_TRECHO DO DOCUMENTO_:
*****

A CAMAREIRA (La Camarista), de Lila Avilés, de 2018, é a indicação mexicana para concorrer ao Oscar de filme internacional.  Sua narrativa concentra-se na vida penosa e frustrante de Eve, a jovem mãe solteira que trabalha como camareira num hotel de luxo, na cidade do México, sem tempo para nada, nem mesmo para ver com regularidade seu bebê, cuidado por outra pessoa.  Acompanhamos sua rotina e, como espectadores, vamos percebendo pouco a pouco o que a move, que expectativas tem, por onde passa seu desejo, que planos alimenta para o futuro e que ações faz, com base nisso.  Vemos que o trabalho pesado e cansativo até promete, mas não cumpre.  O que resulta disso é angustiante, especialmente quando uma esperança que parecia tão concreta não se realiza.  Aí é que o filme ensaia caminhos e possibilidades, mas acaba não encontrando propriamente um rumo para a personagem.  Ou preferindo deixar em aberto, só sugerindo, esse rumo.  As soluções individuais são mesmo muito complicadas, ou virtualmente inexistentes, quando um sistema explorador não oferece saídas reais, apenas doura a pílula, sendo até acolhedor ou afetivo sob alguns aspectos, mas sem resolver o cerne da questão.  É como aquela história do gerente do banco que não resolve o que você precisa, mas o trata bem, oferece cafezinho e tal.  De que adianta?  “A Camareira” é um filme de clima, que nos põe no centro da vida de uma trabalhadora modesta, sem preparo, mas dedicada à função que ocupa, que ousa ter esperança.  Em certos contextos, no entanto, até sonhar é difícil.  102 min.

*****

_INSTRUÇÃO_:
Segundo a resenha, em que lugar Eve trabalha como camareira? Baseie-se somente na resenha.

*****

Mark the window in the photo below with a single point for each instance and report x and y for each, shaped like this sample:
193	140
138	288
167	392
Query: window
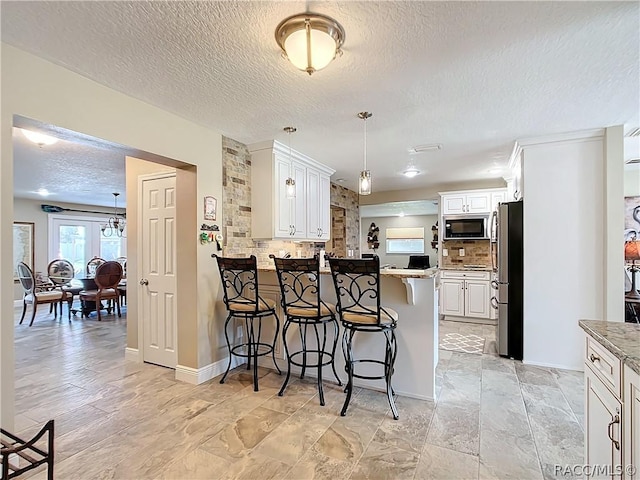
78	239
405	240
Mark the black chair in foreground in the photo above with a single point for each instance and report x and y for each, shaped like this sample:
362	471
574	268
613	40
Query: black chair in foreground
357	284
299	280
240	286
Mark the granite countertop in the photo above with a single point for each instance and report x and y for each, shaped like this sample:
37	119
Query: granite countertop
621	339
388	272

*****

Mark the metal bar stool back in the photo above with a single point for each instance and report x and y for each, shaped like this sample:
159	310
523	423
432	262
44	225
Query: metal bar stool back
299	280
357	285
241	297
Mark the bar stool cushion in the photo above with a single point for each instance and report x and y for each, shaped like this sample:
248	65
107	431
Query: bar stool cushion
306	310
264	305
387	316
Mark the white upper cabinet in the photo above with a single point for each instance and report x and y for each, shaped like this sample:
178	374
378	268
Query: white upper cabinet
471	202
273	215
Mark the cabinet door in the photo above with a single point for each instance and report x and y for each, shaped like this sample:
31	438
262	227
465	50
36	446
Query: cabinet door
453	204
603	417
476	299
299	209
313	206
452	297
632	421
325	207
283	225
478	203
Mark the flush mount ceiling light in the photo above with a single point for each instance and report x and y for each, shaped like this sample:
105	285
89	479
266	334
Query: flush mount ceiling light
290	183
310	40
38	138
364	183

*****

_RESPOSTA_:
Em um hotel de luxo na cidade do México.